_PASSAGE GIVEN:_
Fig. 4: Gender-neutral bathroom placard at the University of California, San Diego (2016). Sarah Mirk. CC Attribution-NonCommercial 2.0 License.

While these are all examples of signs and icons that denote a gender-neutral space, the specific identifications they invite are no doubt different from one to the next. Indeed, we assume that many of North Carolina’s HB2 supporters wouldn’t think twice if they passed a public restroom with an icon on the placard like that in Figure 2, but that would probably not be the case if the icon was like that of Figure 3. While it’s easy to chalk up negative responses to the insensitivity and hostility directed at calls for gender-neutral restrooms, it’s important not to forget that social change both produces and is the product of perturbations that upset familiar assemblages. This is certainly not a defense of the cruelty we’ve seen from the likes of Dan Patrick and others who are satisfied to mock transgender people. But even the most welcoming and open-minded of us can be temporarily dismayed by objects that disrupt the familiar environs we inhabit. After all, a placard labeled “Restrooms With Only Stalls” might have the vitality to jolt some of us into the frames of mind necessary to reorganize those assemblages that categorize public restrooms according to gender identity, a connection we must recognize is a convention and thus subject to revision.

Conclusion

The growing necessity to account for both the explicit and implicit meanings of restroom placards and how these objects participate in the mapping of social norms are evidence of the ways indecorous objects get taken up and subsequently accounted for in rhetorical activity. But the ANT view of assemblages as singularly emergent with no history or future is insufficient for explaining the rhetorical force indecorous objects—whether restroom placards, hashtags, or anything else—bring to bear on discursive situations. We thus suggest one way to register social change is to identify the ways in which indecorous objects alter the conditions of seemingly stable topoi. Or to echo Bennett, we can try to identify how various objects might have “an energetic pulse slightly ‘off’ from that of the assemblage,” a potentiality that remains in reserve and which can resist, alter, and confound the assemblage itself (24).

Finally, this notion of indecorous objects doesn’t just add to the growing body of work concerned with object-oriented rhetorics; it also has the potential to inform rhetorical approaches to social change more generally. For example, scholars interested in the diachronic study of social movements might consider how the identification of indecorous objects might inform, say, James’s Darsey’s theory of “catalytic events,” which are “moments in the life of a movement that provide the appropriate conditions for discourse” (303). The important point is that indecorous objects help to mediate the potentiality for change in seemingly stabilized assemblages. We thus contend it is useful to think about indecorous objects in terms that highlight the ways they disrupt rhetorical ecologies by illuminating the myriad ways objects might assemble.

_TASKS AND EXERCISES:_
A. In the passage on restroom placards, why do the authors propose identifying how indecorous objects alter the conditions of seemingly stable topoi? Explain in one to three sentences.
B. Using the passage on restroom placards, write out the part starting with "Finally, this notion" and going on through "objects might assemble.", substituting "disruptive objects" for "indecorous objects".
C. In the passage on restroom placards, what placard label do the authors say might jolt some people into the frames of mind needed to reorganize how public restrooms are categorized?
None of the material after this point is needed.

_DATASET EXTRACT:_
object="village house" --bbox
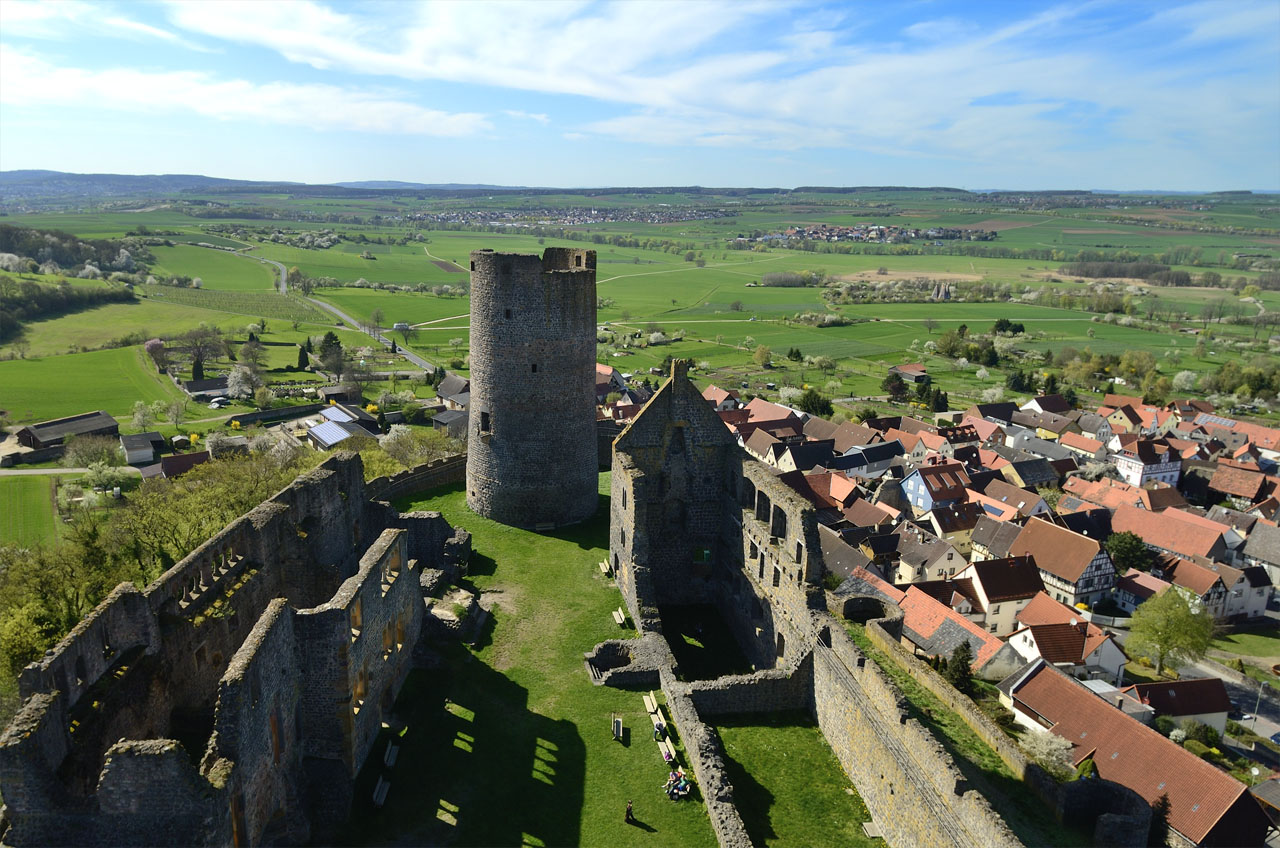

_WORKED SOLUTIONS:_
A. They propose it because the ANT view treats assemblages as singularly emergent, with no history or future. That view falls short of explaining the rhetorical force that indecorous objects bring to discursive situations.

B.
Finally, this notion of disruptive objects doesn’t just add to the growing body of work concerned with object-oriented rhetorics; it also has the potential to inform rhetorical approaches to social change more generally. For example, scholars interested in the diachronic study of social movements might consider how the identification of disruptive objects might inform, say, James’s Darsey’s theory of “catalytic events,” which are “moments in the life of a movement that provide the appropriate conditions for discourse” (303). The important point is that disruptive objects help to mediate the potentiality for change in seemingly stabilized assemblages. We thus contend it is useful to think about disruptive objects in terms that highlight the ways they disrupt rhetorical ecologies by illuminating the myriad ways objects might assemble.

C. "Restrooms With Only Stalls"